- TO BE DONE
Write out the whole listing again, exactly as given.

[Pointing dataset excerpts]

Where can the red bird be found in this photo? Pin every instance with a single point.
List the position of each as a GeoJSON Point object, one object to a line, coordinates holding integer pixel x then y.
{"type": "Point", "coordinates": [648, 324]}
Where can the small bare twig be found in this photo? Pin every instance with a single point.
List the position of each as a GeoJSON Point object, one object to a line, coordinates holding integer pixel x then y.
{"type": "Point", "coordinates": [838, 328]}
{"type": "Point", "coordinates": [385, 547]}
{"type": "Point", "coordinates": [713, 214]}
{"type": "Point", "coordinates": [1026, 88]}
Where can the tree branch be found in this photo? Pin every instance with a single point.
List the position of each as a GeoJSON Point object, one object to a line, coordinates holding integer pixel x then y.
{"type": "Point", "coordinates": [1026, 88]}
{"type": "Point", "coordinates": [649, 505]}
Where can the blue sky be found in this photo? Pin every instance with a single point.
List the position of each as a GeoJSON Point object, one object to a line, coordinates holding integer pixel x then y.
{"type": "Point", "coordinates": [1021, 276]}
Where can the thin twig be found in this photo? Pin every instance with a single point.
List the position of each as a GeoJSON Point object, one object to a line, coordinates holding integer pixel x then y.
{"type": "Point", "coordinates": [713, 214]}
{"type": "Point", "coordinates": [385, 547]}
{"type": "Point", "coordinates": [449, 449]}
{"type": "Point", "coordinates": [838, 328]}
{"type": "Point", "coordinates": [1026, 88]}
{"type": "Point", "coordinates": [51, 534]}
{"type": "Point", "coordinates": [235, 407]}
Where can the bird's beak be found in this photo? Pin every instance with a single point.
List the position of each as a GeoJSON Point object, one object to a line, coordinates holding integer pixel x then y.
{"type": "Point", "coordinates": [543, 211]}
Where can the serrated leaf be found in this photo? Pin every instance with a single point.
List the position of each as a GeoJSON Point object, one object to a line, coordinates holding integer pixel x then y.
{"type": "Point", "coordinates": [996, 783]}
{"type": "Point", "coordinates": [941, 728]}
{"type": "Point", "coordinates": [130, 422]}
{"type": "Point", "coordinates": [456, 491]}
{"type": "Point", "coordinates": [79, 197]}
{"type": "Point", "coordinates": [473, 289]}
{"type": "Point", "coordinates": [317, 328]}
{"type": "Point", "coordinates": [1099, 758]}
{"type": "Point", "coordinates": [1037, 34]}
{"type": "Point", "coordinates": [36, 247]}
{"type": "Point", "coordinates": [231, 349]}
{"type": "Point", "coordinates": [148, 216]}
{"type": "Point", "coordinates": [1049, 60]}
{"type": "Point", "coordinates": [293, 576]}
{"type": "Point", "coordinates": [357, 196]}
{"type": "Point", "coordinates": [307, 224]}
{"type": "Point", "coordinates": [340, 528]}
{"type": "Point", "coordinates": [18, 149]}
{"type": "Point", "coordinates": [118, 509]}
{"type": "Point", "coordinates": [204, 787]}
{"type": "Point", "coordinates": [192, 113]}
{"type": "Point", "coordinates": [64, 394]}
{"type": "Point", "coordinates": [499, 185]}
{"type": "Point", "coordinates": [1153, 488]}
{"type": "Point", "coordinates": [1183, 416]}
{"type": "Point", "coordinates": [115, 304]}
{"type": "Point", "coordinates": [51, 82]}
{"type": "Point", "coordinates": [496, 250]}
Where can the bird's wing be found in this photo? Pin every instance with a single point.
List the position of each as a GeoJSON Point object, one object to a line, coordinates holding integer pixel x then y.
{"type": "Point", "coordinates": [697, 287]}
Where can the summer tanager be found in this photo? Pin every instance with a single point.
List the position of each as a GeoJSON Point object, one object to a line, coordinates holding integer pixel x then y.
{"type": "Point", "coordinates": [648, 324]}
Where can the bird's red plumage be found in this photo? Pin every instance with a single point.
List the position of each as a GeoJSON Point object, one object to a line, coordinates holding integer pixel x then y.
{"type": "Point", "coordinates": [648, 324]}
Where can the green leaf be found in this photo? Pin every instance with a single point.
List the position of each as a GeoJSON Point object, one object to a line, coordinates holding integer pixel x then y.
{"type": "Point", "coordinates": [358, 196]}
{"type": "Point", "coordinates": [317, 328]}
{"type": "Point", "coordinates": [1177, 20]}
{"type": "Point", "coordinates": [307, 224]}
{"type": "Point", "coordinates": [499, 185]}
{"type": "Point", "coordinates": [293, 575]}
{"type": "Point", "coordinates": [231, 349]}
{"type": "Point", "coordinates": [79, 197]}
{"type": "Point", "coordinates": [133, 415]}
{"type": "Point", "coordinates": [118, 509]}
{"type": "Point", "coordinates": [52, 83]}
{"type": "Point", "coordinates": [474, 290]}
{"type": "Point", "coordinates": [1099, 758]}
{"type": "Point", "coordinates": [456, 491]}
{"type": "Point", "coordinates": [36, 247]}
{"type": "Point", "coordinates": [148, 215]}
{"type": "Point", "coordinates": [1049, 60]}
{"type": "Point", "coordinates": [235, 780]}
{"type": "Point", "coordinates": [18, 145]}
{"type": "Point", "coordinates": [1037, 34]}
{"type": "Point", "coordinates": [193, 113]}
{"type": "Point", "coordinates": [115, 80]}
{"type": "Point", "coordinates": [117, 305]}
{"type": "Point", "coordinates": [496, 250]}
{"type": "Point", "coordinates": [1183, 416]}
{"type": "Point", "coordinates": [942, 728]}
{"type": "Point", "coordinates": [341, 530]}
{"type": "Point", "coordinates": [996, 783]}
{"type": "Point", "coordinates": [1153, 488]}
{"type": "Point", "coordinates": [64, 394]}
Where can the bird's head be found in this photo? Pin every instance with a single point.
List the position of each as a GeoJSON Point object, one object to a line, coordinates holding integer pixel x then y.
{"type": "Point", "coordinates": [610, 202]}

- SOLUTION FOR THIS EXERCISE
Where can the red bird be found in this photo? Pin every instance with a single point.
List the position of each as a GeoJSON Point object, one object to a line, coordinates holding integer pixel x then y.
{"type": "Point", "coordinates": [648, 324]}
Where can the small bare twig be found in this photo? Pin every instance with a single point.
List the position of each as a GeoJSON Point object, one object to a line, coordinates holding integer pixel x then y.
{"type": "Point", "coordinates": [838, 328]}
{"type": "Point", "coordinates": [385, 547]}
{"type": "Point", "coordinates": [713, 214]}
{"type": "Point", "coordinates": [1026, 88]}
Where can the tree branch be found in this photo? Pin every instance with a single point.
List the position of each as a GeoJSON Point object, one object to a line, coordinates holding integer pixel x then y.
{"type": "Point", "coordinates": [1026, 88]}
{"type": "Point", "coordinates": [649, 505]}
Where can the blue sky be found in this photo? Pin every instance with a single point.
List the position of each as a GeoJSON Point object, one object to a line, coordinates holding integer pixel x then y.
{"type": "Point", "coordinates": [1021, 276]}
Where can the thin twig be found in this photo? Pin every instance with a single point.
List the position of each as a GeoJSON Point object, one object to a line, coordinates holding integer pixel x then y.
{"type": "Point", "coordinates": [713, 214]}
{"type": "Point", "coordinates": [385, 547]}
{"type": "Point", "coordinates": [449, 449]}
{"type": "Point", "coordinates": [838, 328]}
{"type": "Point", "coordinates": [1026, 88]}
{"type": "Point", "coordinates": [51, 534]}
{"type": "Point", "coordinates": [235, 407]}
Where can the bird's beak be found in this photo? Pin every instance with a single point.
List the position of each as a GeoJSON Point object, one object to a line, coordinates holding integer pixel x then y.
{"type": "Point", "coordinates": [543, 211]}
Where can the serrated leaf be found in this photo? Pin every instance with a single point.
List the position of each as a GeoJSON Point object, one object to a line, coordinates holding integer pixel x then y.
{"type": "Point", "coordinates": [996, 783]}
{"type": "Point", "coordinates": [941, 728]}
{"type": "Point", "coordinates": [130, 422]}
{"type": "Point", "coordinates": [456, 491]}
{"type": "Point", "coordinates": [79, 197]}
{"type": "Point", "coordinates": [473, 289]}
{"type": "Point", "coordinates": [317, 328]}
{"type": "Point", "coordinates": [1099, 758]}
{"type": "Point", "coordinates": [1037, 34]}
{"type": "Point", "coordinates": [36, 247]}
{"type": "Point", "coordinates": [231, 349]}
{"type": "Point", "coordinates": [148, 216]}
{"type": "Point", "coordinates": [1049, 60]}
{"type": "Point", "coordinates": [293, 576]}
{"type": "Point", "coordinates": [357, 196]}
{"type": "Point", "coordinates": [307, 224]}
{"type": "Point", "coordinates": [340, 528]}
{"type": "Point", "coordinates": [18, 149]}
{"type": "Point", "coordinates": [118, 509]}
{"type": "Point", "coordinates": [204, 787]}
{"type": "Point", "coordinates": [192, 113]}
{"type": "Point", "coordinates": [64, 394]}
{"type": "Point", "coordinates": [499, 185]}
{"type": "Point", "coordinates": [1153, 488]}
{"type": "Point", "coordinates": [1183, 416]}
{"type": "Point", "coordinates": [115, 304]}
{"type": "Point", "coordinates": [51, 82]}
{"type": "Point", "coordinates": [496, 250]}
Where can the bird's wing be found in this photo? Pin every instance with a single point.
List the position of each as a GeoJSON Point object, one object to a line, coordinates holding integer pixel x then y.
{"type": "Point", "coordinates": [697, 287]}
Where can the summer tanager be found in this photo? Pin every instance with a single point.
List the position of each as a GeoJSON Point object, one object to a line, coordinates holding integer pixel x then y.
{"type": "Point", "coordinates": [648, 324]}
Where can the bird's red plumage be found in this photo? Pin every instance with a single point.
List the position of each as a GeoJSON Point object, one object to a line, coordinates holding integer pixel x then y.
{"type": "Point", "coordinates": [648, 324]}
Where can the green leaf be found in this photo? Pin every instance with a single point.
List the position of each as a GeoJSON Point object, one object to a line, coordinates holding integer pixel x then y.
{"type": "Point", "coordinates": [358, 196]}
{"type": "Point", "coordinates": [317, 328]}
{"type": "Point", "coordinates": [1177, 20]}
{"type": "Point", "coordinates": [307, 224]}
{"type": "Point", "coordinates": [499, 185]}
{"type": "Point", "coordinates": [293, 575]}
{"type": "Point", "coordinates": [231, 349]}
{"type": "Point", "coordinates": [79, 197]}
{"type": "Point", "coordinates": [133, 415]}
{"type": "Point", "coordinates": [118, 509]}
{"type": "Point", "coordinates": [52, 83]}
{"type": "Point", "coordinates": [474, 290]}
{"type": "Point", "coordinates": [1099, 758]}
{"type": "Point", "coordinates": [456, 491]}
{"type": "Point", "coordinates": [36, 247]}
{"type": "Point", "coordinates": [148, 215]}
{"type": "Point", "coordinates": [1049, 60]}
{"type": "Point", "coordinates": [235, 780]}
{"type": "Point", "coordinates": [18, 145]}
{"type": "Point", "coordinates": [1037, 34]}
{"type": "Point", "coordinates": [193, 113]}
{"type": "Point", "coordinates": [115, 80]}
{"type": "Point", "coordinates": [117, 305]}
{"type": "Point", "coordinates": [496, 250]}
{"type": "Point", "coordinates": [1183, 416]}
{"type": "Point", "coordinates": [942, 728]}
{"type": "Point", "coordinates": [341, 530]}
{"type": "Point", "coordinates": [996, 783]}
{"type": "Point", "coordinates": [1153, 488]}
{"type": "Point", "coordinates": [64, 394]}
Where can the bird's head be found in this photo? Pin every instance with a single point.
List the position of each as a GeoJSON Point object, one object to a line, coordinates holding integer pixel x then y.
{"type": "Point", "coordinates": [610, 202]}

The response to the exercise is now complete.